Удачное разрешение двух основных спорных вопросов предопределило следующий шаг — формулировку основных правил обустройства Церкви Христовой. Следовало раз и навсегда узаконить, кто, как и когда рукополагает епископов, каковы критерии, позволяющие получить сан, в чем заключаются основные моральные нормы их поведения и обустройства семейной жизни, а также другие схожие вопросы. Результатом кропотливой работы стало принятие двадцати канонов, одобренных как духовенством, так и вердиктом императора. Тем самым были заложены основы создания всемирной Церкви с общими для всех правилами. Наряду с другими, менее значимыми вопросами, были определены и географические границы церковной власти и юрисдикции Рима, Александрии, Антиохии и Иерусалима. В числе прочих было уделено внимание статусу священников, в частности тех, кто намеренно оскопил себя, дабы получить духовный сан, и невозможности воцерковления лиц, отлученных от Церкви в других епархиях. Было также определено, какие книги будут входить в Библию, какие — нет. По наущению Евсевия Кесарийского, которого Константин необыкновенно чтил за ученость, император взял на себя труд оплатить изготовление пятидесяти — по тем временам огромного количества — полных Библий по составленному Евсевием образцу Священного Писания.
Но как быть с язычниками, составляющими большинство в его империи? Этот вопрос не мог не мучить императора, и он не забывал о нем ни на минуту. При всей своей привлекательности и мощной духовной идее, заложенной в христианстве, новая вера все еще была достоянием меньшинства. Во многих городах империи христиане сосуществовали бок о бок с другими религиями, и император вынужден был с этим считаться.
Кроме всего прочего, он, как и его отец, был верным последователем Непобедимого Солнца, культа бога Митры, что, не подразумевая отвержения других богов, было поклонением высшему существу, символом которого было солнце. Именно с изображением Митры чеканил Константин свои монеты. В глазах императора Непобедимое Солнце и христианский Бог не были так уж несовместимы. Ему даже казалось, что их можно считать воплощениями одного высшего божества и что другие боги, хотя и занимающие подчиненное положение, тоже вполне реальны и обладают определенной силой. Поэтому при случае он не брезговал обращаться за советом к оракулу Аполлона, принял титул первосвященника, который традиционно был прерогативой императоров, и участвовал в разного рода языческих обрядах, вовсе не считая, что тем самым изменяет Богу, которого стремился дать своей империи.
○ ○ ○
ЗАДАНИЕ —
Проверьте, соответствуют ли тексту о Константине выше три утверждения. На каждое ответьте «да» или «нет» и дословно процитируйте слова текста, которые это решают.
1. Итогом работы стало принятие двадцати канонов.
2. Константин оплатил изготовление ста полных Библий.
3. Константин чеканил монеты с изображением Митры.

[Строки набора данных для указания объектов]
○ ○ ○
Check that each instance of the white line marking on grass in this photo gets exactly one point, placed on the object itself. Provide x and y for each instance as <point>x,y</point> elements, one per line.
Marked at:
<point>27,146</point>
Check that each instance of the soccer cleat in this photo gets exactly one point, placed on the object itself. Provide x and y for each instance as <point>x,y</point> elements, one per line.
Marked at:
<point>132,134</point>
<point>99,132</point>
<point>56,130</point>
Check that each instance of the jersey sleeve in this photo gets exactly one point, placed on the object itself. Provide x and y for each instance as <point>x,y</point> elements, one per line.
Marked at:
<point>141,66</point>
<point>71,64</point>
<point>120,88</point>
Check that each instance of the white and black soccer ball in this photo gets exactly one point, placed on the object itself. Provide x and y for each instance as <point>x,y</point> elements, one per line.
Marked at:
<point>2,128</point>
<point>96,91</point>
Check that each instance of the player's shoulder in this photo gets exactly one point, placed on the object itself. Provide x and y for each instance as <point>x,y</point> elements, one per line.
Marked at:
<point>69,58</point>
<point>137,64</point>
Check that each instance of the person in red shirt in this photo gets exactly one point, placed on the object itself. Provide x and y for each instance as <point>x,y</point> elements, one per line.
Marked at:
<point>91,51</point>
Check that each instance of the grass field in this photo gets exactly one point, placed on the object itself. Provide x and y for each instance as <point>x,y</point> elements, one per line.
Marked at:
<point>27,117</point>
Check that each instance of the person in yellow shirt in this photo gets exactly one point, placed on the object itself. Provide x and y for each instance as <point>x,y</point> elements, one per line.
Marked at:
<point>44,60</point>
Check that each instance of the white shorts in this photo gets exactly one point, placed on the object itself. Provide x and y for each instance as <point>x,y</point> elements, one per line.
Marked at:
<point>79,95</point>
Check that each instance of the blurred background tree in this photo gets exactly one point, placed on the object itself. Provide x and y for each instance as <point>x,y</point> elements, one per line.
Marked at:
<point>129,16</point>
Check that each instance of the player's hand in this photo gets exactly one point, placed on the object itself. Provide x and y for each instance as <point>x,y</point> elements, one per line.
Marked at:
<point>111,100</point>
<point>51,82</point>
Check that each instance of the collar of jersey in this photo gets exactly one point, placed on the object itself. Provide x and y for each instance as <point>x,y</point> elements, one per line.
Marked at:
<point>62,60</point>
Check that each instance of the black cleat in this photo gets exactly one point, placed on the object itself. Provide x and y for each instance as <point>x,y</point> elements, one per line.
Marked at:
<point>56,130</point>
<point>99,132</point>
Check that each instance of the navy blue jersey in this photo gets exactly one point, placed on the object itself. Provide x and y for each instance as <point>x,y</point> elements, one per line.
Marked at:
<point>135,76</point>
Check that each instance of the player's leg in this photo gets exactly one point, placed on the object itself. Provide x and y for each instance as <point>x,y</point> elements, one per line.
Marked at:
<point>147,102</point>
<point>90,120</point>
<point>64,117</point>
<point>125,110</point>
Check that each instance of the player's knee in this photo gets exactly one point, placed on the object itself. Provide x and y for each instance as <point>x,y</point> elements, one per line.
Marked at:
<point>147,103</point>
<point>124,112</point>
○ ○ ○
РЕЗУЛЬТАТ —
1. Да: «Результатом кропотливой работы стало принятие двадцати канонов».
2. Нет: «император взял на себя труд оплатить изготовление пятидесяти — по тем временам огромного количества — полных Библий».
3. Да: «Именно с изображением Митры чеканил Константин свои монеты».